Supplied material:
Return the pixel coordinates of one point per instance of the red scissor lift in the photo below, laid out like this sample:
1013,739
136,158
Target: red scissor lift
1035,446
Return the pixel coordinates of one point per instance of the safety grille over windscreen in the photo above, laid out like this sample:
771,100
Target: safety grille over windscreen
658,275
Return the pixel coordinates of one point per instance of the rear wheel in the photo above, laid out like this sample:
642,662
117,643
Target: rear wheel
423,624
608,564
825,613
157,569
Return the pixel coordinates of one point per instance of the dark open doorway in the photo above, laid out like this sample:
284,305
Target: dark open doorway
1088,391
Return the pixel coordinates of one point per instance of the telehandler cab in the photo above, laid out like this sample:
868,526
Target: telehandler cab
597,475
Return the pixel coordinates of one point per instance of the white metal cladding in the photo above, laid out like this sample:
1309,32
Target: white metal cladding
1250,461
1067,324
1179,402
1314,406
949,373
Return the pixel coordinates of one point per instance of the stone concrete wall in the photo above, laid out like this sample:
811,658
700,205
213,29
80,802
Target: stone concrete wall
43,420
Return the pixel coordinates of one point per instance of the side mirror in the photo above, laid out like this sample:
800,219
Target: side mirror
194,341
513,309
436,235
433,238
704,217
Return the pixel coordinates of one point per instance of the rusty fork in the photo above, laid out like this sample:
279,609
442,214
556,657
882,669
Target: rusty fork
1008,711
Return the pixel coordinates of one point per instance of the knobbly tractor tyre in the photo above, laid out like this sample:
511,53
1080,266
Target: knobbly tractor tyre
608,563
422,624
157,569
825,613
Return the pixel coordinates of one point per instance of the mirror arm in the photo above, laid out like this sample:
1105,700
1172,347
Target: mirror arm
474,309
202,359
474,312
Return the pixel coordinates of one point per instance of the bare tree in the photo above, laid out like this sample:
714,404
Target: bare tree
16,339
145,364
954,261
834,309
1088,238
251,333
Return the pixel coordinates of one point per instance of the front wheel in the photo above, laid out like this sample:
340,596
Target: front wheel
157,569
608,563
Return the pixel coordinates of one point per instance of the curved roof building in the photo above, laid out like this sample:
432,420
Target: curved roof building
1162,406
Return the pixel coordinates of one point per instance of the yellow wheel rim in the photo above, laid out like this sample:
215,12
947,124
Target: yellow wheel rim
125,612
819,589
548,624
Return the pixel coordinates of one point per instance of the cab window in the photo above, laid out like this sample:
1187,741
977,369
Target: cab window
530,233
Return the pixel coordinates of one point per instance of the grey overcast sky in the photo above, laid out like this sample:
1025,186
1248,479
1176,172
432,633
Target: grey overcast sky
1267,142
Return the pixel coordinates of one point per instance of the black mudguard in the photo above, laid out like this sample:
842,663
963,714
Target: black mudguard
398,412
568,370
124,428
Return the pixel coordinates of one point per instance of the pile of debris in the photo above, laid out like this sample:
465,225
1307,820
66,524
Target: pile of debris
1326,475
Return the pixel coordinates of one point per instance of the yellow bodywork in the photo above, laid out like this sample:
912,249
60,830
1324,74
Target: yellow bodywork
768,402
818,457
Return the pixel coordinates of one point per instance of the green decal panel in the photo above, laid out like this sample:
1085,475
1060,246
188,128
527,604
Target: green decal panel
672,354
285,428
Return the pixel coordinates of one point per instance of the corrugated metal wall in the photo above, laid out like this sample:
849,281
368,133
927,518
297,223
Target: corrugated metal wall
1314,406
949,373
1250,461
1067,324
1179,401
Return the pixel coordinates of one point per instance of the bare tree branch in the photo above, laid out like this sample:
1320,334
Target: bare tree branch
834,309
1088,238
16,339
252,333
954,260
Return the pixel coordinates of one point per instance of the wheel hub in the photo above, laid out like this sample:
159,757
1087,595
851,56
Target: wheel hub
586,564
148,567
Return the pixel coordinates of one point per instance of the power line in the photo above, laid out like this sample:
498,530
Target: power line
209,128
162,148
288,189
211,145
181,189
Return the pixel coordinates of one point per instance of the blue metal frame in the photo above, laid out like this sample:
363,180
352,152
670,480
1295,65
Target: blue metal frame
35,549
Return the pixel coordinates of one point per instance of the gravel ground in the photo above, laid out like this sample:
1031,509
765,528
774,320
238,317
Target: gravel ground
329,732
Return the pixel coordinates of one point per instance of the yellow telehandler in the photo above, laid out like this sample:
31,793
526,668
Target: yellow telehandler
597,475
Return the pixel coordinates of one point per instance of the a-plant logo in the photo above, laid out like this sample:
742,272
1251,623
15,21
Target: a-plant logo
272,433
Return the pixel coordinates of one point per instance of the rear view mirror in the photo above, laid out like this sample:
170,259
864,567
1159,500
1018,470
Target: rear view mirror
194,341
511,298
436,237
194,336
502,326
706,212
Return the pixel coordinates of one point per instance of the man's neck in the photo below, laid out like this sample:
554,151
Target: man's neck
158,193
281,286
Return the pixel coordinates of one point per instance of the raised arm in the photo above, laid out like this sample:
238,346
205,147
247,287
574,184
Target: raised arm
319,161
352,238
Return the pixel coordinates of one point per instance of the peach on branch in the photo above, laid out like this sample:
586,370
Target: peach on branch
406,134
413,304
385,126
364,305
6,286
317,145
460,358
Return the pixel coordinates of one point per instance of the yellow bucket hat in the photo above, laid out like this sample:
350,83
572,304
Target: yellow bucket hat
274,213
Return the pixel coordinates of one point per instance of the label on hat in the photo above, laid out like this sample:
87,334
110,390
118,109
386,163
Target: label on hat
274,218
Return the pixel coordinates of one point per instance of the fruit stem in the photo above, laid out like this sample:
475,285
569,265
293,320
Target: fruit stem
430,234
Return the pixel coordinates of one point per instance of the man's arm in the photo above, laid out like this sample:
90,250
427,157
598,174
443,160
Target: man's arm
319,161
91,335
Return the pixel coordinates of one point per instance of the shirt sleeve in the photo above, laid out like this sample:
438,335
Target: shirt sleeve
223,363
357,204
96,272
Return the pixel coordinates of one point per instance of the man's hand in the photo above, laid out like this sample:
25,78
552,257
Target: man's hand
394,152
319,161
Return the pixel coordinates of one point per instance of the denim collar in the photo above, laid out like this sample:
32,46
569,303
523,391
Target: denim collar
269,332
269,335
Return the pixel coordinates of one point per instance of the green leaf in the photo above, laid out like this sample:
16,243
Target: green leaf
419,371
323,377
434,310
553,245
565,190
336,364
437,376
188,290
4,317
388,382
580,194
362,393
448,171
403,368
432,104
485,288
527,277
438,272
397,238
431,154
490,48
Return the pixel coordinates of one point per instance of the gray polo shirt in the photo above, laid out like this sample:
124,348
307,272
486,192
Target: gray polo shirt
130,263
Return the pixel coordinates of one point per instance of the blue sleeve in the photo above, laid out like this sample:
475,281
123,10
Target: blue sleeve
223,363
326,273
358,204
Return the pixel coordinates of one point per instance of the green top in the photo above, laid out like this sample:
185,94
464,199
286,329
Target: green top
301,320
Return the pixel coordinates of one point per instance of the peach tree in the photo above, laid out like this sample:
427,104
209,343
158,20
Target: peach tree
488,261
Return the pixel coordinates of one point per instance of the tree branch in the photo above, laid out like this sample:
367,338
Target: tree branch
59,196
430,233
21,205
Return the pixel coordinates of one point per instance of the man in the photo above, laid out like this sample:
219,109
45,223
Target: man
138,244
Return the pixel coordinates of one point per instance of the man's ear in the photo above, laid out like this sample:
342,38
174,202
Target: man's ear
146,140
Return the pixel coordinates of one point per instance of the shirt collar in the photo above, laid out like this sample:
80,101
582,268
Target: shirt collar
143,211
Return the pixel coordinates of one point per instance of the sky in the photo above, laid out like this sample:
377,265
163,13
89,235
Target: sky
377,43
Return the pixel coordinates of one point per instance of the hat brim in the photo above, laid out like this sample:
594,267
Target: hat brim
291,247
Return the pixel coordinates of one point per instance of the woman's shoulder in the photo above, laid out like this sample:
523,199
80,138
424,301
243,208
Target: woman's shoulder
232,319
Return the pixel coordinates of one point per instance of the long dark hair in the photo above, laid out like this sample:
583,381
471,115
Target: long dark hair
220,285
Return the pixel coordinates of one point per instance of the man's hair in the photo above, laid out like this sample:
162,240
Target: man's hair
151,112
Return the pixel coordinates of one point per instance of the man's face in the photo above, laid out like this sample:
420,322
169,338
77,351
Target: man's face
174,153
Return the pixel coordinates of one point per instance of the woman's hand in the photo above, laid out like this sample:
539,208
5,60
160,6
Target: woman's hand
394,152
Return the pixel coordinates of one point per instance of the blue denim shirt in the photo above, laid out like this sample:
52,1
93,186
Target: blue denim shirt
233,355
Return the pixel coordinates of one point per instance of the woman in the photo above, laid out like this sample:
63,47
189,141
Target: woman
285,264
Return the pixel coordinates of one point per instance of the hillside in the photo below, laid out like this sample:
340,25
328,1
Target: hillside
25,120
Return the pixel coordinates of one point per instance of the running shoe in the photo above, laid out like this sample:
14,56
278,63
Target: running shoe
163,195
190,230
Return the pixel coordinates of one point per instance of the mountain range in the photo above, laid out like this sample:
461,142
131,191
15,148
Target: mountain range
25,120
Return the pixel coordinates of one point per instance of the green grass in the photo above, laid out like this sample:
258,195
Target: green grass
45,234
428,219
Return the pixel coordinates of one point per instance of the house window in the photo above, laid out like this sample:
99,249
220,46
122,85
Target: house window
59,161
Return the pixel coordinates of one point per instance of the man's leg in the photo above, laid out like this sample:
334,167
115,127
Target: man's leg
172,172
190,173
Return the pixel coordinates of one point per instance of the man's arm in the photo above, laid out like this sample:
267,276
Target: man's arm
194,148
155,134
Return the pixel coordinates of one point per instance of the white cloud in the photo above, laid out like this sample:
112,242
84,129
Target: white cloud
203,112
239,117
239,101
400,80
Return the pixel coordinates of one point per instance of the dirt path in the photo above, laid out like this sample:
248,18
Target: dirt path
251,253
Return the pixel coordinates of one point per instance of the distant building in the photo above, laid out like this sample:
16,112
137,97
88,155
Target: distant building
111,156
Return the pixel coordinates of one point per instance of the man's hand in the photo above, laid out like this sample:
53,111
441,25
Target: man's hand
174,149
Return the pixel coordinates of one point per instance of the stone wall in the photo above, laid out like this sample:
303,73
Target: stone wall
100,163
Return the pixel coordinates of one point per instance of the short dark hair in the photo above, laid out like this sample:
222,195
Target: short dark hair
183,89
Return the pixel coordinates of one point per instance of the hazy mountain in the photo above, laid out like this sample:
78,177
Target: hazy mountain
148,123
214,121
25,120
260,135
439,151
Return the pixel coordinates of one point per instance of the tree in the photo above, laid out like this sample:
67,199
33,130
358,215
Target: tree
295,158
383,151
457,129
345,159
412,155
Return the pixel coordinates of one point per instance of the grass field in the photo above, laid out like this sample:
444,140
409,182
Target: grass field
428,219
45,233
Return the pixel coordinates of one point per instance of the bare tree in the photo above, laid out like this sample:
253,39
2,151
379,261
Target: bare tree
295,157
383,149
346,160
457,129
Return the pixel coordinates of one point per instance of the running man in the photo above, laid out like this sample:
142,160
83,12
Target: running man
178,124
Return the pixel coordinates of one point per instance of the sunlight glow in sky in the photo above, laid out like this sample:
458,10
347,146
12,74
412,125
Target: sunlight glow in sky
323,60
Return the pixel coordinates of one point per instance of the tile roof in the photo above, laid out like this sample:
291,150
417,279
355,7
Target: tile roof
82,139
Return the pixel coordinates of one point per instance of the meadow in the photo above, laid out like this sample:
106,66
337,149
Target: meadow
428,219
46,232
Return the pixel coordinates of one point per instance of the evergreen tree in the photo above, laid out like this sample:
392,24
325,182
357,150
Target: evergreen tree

Objective:
Carry over the lines from the one containing "of the tile" through the end of the records, inclusive and with the requests intact. Add 107 to every number in the answer coordinates, and leave the numbers in the sample formats unchanged.

In response:
Return the pixel coordinates of one point per instance of the tile roof in the photo above, laid out like this sample:
291,150
417,279
355,7
Target: tile roof
189,246
Return the pixel coordinates of one point per instance of the meadow in the photo above, laid out like this sample:
106,66
337,149
Target: meadow
535,326
153,339
Return the pixel coordinates of one point per instance of the evergreen tree in the photo above, laid out like this sample:
392,24
325,182
357,150
Target: evergreen tree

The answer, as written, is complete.